◆ Stored data ◆
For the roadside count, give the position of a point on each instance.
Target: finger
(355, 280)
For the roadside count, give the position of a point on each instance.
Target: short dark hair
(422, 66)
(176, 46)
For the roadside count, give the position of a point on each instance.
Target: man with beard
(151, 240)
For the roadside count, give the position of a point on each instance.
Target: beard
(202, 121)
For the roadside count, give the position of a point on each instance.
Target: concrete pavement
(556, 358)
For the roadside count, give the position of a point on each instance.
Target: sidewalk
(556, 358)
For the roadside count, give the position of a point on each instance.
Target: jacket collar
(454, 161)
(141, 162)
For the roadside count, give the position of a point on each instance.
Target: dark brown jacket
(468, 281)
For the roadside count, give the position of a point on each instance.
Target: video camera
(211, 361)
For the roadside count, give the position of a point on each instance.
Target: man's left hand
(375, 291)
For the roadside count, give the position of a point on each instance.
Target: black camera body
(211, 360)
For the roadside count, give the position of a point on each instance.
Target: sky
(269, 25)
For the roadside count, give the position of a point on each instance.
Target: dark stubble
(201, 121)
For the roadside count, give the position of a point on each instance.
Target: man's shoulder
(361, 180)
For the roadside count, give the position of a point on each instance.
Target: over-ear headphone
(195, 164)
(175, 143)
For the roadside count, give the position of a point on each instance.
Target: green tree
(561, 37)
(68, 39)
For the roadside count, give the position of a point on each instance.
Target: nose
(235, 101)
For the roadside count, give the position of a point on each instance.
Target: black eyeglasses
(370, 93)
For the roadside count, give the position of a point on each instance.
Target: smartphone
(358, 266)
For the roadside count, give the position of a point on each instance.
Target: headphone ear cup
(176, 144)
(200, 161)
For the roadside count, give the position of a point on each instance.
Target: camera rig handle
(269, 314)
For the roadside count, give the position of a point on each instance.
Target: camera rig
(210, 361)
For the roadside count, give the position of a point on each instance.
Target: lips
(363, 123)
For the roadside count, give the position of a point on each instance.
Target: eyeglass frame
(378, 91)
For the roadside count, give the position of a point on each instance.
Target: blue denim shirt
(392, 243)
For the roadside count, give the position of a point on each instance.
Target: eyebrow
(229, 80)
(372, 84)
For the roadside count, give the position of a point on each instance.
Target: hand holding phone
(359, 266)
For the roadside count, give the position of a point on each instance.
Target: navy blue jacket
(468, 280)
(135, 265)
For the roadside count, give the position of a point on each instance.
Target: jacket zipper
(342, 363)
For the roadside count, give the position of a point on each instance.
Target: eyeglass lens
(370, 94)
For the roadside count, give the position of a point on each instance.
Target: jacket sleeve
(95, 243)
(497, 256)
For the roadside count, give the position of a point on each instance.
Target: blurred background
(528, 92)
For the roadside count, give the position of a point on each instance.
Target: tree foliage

◆ Instructions for the task ◆
Your task is to quote all of the data word for word.

◆ Solution to the problem ◆
For the roadside count, give the position of a point on each instance.
Target: finger
(355, 280)
For the roadside count, give the position of a point on each instance.
Target: short dark hair
(422, 66)
(176, 46)
For the roadside count, give the position of a point on each instance.
Target: man with beard
(151, 240)
For the roadside count, give the position of a point on each instance.
Target: beard
(202, 121)
For the roadside count, give the position of a point on each instance.
Target: concrete pavement
(556, 358)
For the roadside count, give the position of a point on each instance.
Target: sidewalk
(556, 358)
For the roadside count, give the position of a point on each instance.
Target: jacket collar
(454, 161)
(141, 162)
For the roadside count, give the position of a point on each instance.
Target: dark brown jacket
(468, 281)
For the roadside count, give the position of a point on each instance.
Target: video camera
(211, 361)
For the roadside count, give the position of a point on each instance.
Target: man's left hand
(375, 291)
For the roadside count, give the position of a point on each instance.
Target: black camera body
(211, 360)
For the roadside count, give the position of a point on each instance.
Target: sky
(269, 25)
For the roadside count, give the position of a point on each instance.
Target: dark stubble
(201, 121)
For the roadside count, give the position of a point on each instance.
Target: man's shoulder
(361, 180)
For the roadside count, give the position of a point on each instance.
Target: over-ear headphone
(195, 164)
(175, 143)
For the roadside count, give the position of a point on each instance.
Target: green tree
(561, 37)
(68, 39)
For the roadside count, give the position of a point on each instance.
Target: nose
(235, 101)
For the roadside count, give the position of a point on each instance.
Target: black eyeglasses
(370, 93)
For the roadside count, give the position of a point on each instance.
Target: smartphone
(358, 266)
For the roadside count, give the position of a point on each instance.
Target: headphone ear cup
(176, 144)
(200, 161)
For the roadside count, give the position of a point on each instance.
Target: camera rig handle
(269, 314)
For the roadside count, give the position of a point on each instance.
Target: camera rig
(210, 361)
For the roadside count, give the position of a point on each instance.
Target: lips
(363, 123)
For the roadside count, give the position of a point on each instance.
Target: eyeglass frame
(378, 91)
For the roadside count, give the position of a point on each instance.
Target: blue denim shirt
(392, 243)
For the roadside count, give the position of a point on each instance.
Target: eyebrow
(229, 80)
(372, 84)
For the roadside count, give the position of a point on each instance.
Target: hand holding phone
(359, 266)
For the roadside count, give the position of a point on each instance.
Target: navy blue jacket
(468, 280)
(135, 265)
For the roadside count, give the position of a point on each instance.
Target: jacket zipper
(342, 363)
For the roadside count, give the position of a point on each instance.
Target: eyeglass lens
(370, 94)
For the roadside count, give the position of a point on each instance.
Target: jacket sleeve
(95, 243)
(497, 256)
For the roadside count, give the position of a point on each instance.
Target: blurred background
(528, 92)
For the roadside count, give the position of a point on each instance.
Target: tree foliage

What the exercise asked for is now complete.